In fact, Prot has Dr. Mark Powell (Jeff Bridges) baffled, especially because the patient has outwitted the nation's leading astronomers.

Prot was brought to Powell's Manhattan clinic after he seemingly appeared out of nowhere in the lobby of Grand Central Station and told cops that the light "on this planet" was too bright for his eyes.

Prot claims his home is the planet K-PAX. That's also the name of this somewhat schizophrenic film by Iain Softley, which is based on the novel by Gene Brewer.

The more appealing first half of K-PAX argues convincingly that Prot is, indeed, an alien. He eats bananas whole -- skin and all. He can see ultraviolet light, an impossible trait. And he can out-Einstein Einstein.

I especially love his ability to translate a dog's growls and barks.

But the film unravels in the messy second half and seems to argue that Prot isn't an alien, despite the evidence. Is he just a delusional soul with a disturbing past?

By the muddled end, viewers may find themselves frustrated and confused.

As long as the film focuses on its central theme -- the possibility of an alien on Earth -- K-PAX entertains.

But Softley and company mix in too many other elements. We're distracted by the complications of Powell's other mental health patients (who echo the colorful gang in One Flew Over the Cuckoo's Nest) and we're fed a pat mystery that shifts the film abruptly to the rural deserts of New Mexico.

* **ABOUT THIS TASK**
Can you reproduce the K-PAX review above word for word, from start to finish?

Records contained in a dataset

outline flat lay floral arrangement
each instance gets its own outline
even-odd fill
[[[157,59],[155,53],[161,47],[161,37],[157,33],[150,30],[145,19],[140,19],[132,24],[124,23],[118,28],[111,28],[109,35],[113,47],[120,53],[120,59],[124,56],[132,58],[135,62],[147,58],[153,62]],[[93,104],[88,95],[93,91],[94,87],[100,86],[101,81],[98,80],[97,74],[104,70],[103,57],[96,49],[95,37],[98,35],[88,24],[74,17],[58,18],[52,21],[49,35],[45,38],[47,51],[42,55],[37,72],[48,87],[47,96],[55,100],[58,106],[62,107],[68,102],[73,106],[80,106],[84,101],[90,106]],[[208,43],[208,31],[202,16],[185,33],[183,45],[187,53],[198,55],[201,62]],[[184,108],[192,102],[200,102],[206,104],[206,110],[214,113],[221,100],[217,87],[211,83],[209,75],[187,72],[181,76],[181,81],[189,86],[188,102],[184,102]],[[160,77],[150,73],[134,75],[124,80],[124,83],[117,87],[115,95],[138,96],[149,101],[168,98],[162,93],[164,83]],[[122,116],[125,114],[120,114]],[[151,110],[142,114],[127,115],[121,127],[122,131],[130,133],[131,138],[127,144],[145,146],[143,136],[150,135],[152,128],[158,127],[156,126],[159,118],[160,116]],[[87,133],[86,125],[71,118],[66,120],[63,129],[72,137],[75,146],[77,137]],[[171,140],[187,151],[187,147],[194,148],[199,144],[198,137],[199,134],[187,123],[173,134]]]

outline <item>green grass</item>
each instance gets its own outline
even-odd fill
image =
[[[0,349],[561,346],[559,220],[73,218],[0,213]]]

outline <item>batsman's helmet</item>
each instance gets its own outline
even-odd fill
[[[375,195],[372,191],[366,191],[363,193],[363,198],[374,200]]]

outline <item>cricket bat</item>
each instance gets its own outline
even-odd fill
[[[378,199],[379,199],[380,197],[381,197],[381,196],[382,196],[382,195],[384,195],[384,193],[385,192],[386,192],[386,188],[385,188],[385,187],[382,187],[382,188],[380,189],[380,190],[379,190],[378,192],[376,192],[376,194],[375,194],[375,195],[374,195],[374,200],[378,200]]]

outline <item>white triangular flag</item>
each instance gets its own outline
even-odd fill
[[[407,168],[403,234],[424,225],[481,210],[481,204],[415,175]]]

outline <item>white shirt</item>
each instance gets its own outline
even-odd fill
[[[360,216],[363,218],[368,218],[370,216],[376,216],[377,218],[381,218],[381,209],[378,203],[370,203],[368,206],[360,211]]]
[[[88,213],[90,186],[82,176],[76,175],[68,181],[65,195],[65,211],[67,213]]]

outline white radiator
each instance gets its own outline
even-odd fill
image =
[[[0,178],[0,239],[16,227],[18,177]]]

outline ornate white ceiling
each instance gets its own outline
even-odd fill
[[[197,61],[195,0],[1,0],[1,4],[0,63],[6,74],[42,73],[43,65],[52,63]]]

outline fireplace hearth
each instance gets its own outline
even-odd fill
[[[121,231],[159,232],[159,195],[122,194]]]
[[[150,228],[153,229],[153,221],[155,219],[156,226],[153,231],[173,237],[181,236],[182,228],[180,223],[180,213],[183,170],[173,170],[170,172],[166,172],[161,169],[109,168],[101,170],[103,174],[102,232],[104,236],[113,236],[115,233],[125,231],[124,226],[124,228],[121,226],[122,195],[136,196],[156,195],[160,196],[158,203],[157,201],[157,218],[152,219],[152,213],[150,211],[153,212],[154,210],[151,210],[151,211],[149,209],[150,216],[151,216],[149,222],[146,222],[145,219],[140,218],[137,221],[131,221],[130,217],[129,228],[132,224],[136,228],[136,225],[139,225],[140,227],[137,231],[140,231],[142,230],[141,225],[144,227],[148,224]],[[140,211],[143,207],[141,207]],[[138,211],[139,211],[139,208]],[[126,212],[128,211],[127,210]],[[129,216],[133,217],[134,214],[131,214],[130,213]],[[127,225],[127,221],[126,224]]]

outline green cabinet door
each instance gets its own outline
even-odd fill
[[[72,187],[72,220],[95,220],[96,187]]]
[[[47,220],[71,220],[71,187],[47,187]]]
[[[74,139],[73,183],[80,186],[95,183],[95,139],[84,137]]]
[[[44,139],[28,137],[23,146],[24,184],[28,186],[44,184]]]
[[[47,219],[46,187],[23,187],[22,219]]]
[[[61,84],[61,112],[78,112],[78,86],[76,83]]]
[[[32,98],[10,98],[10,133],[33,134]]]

* **YOUR RESPONSE**
In fact, Prot has Dr. Mark Powell (Jeff Bridges) baffled, especially because the patient has outwitted the nation's leading astronomers.

Prot was brought to Powell's Manhattan clinic after he seemingly appeared out of nowhere in the lobby of Grand Central Station and told cops that the light "on this planet" was too bright for his eyes.

Prot claims his home is the planet K-PAX. That's also the name of this somewhat schizophrenic film by Iain Softley, which is based on the novel by Gene Brewer.

The more appealing first half of K-PAX argues convincingly that Prot is, indeed, an alien. He eats bananas whole -- skin and all. He can see ultraviolet light, an impossible trait. And he can out-Einstein Einstein.

I especially love his ability to translate a dog's growls and barks.

But the film unravels in the messy second half and seems to argue that Prot isn't an alien, despite the evidence. Is he just a delusional soul with a disturbing past?

By the muddled end, viewers may find themselves frustrated and confused.

As long as the film focuses on its central theme -- the possibility of an alien on Earth -- K-PAX entertains.

But Softley and company mix in too many other elements. We're distracted by the complications of Powell's other mental health patients (who echo the colorful gang in One Flew Over the Cuckoo's Nest) and we're fed a pat mystery that shifts the film abruptly to the rural deserts of New Mexico.